■ **Your task**: Give the records from the line containing "of the building" through the end of the records, inclusive, as a numbered list, and leave out any blank lines.

━━━━━ Input records ━━━━━

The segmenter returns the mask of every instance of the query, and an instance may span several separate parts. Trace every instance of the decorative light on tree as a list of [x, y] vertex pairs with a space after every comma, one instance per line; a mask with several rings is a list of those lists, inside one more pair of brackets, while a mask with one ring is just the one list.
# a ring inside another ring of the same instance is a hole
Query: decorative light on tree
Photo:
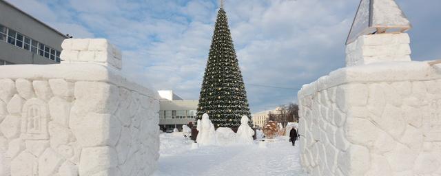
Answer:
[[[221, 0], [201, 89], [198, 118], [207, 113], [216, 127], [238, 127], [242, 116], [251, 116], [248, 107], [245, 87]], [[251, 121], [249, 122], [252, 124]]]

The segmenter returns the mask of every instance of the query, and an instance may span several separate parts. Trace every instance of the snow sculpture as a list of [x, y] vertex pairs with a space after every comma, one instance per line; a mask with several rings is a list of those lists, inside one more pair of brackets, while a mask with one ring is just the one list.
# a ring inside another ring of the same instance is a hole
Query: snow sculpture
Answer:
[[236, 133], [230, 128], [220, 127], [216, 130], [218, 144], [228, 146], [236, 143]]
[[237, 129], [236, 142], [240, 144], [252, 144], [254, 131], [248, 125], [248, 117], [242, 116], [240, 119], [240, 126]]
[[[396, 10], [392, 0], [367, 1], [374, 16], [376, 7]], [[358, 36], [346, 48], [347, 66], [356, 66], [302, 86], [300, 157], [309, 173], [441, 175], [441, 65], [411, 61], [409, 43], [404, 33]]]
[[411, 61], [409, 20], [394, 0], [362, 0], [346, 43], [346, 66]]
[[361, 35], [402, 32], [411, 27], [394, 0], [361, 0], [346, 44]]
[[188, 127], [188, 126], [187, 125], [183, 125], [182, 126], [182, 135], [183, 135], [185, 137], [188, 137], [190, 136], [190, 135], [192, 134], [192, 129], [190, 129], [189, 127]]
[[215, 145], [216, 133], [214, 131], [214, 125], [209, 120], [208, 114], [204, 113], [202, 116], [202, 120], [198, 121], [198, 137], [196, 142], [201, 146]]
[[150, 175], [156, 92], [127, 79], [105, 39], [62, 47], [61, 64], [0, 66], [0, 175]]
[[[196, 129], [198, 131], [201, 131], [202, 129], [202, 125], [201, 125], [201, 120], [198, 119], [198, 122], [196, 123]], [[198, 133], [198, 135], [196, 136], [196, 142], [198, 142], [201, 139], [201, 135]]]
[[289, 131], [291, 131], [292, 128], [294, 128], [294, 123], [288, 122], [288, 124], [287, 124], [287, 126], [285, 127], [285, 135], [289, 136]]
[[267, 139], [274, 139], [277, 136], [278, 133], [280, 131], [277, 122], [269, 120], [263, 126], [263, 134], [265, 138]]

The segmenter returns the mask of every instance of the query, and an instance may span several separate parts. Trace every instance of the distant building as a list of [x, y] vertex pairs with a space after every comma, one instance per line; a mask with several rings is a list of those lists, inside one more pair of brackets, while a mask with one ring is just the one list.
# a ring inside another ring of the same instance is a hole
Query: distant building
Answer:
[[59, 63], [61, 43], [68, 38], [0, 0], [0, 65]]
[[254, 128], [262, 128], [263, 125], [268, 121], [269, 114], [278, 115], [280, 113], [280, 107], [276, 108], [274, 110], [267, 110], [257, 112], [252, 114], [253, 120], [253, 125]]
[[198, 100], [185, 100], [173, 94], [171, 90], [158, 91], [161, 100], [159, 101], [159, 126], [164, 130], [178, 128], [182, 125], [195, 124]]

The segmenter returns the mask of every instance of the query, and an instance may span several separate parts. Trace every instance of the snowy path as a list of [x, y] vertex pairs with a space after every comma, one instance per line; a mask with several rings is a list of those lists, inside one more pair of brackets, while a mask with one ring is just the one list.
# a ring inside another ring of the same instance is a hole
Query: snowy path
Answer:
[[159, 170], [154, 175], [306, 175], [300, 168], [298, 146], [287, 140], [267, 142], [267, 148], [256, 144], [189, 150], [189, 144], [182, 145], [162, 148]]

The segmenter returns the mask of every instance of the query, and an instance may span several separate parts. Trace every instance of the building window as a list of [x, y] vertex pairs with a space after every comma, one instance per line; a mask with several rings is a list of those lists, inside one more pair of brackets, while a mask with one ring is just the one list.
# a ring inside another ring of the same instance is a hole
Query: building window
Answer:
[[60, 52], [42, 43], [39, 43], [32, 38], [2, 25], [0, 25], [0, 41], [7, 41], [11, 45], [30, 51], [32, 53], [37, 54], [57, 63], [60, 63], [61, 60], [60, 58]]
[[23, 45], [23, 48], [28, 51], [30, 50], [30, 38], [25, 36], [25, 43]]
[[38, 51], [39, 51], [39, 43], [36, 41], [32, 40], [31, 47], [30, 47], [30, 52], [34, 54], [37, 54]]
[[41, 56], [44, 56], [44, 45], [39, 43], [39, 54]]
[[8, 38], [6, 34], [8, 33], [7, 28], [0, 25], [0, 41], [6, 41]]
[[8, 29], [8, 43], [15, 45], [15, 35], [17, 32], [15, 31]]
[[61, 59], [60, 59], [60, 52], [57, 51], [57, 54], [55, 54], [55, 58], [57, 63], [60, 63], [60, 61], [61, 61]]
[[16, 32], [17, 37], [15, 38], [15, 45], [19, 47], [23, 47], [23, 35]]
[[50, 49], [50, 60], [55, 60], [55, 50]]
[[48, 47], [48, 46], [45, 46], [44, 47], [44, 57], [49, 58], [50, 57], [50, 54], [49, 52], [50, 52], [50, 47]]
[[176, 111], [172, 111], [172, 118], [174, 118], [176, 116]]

━━━━━

■ **Final answer**:
1. The segmenter returns the mask of every instance of the query, and an instance may span several separate parts. Trace every instance of the building window as a list of [x, y] vertex pairs with a space after every comma, one instance per line; a mask with several rings is a list of those lists, inside one more pair of brackets, while a mask with one ring is just the one list.
2. # a ring inside another ring of the same instance is a hole
3. Query: building window
4. Answer:
5. [[60, 52], [42, 43], [39, 43], [32, 38], [2, 25], [0, 25], [0, 41], [7, 41], [11, 45], [30, 51], [32, 53], [37, 54], [57, 63], [60, 63], [61, 60], [60, 58]]
6. [[23, 45], [23, 48], [28, 51], [30, 50], [30, 38], [25, 36], [25, 43]]
7. [[38, 51], [39, 51], [39, 43], [36, 41], [32, 40], [31, 47], [30, 47], [30, 52], [34, 54], [37, 54]]
8. [[41, 56], [44, 56], [44, 45], [39, 43], [39, 54]]
9. [[8, 38], [6, 34], [8, 33], [7, 28], [0, 25], [0, 41], [6, 41]]
10. [[8, 29], [8, 43], [15, 45], [15, 35], [17, 32], [15, 31]]
11. [[61, 59], [60, 59], [60, 52], [57, 51], [57, 54], [55, 54], [55, 58], [57, 63], [60, 63], [60, 61], [61, 61]]
12. [[16, 32], [17, 37], [15, 38], [15, 45], [19, 47], [23, 47], [23, 35]]
13. [[50, 49], [50, 60], [55, 60], [55, 50]]
14. [[48, 47], [48, 46], [45, 46], [44, 47], [44, 57], [49, 58], [50, 57], [50, 54], [49, 52], [50, 52], [50, 47]]
15. [[176, 111], [172, 111], [172, 118], [174, 118], [176, 116]]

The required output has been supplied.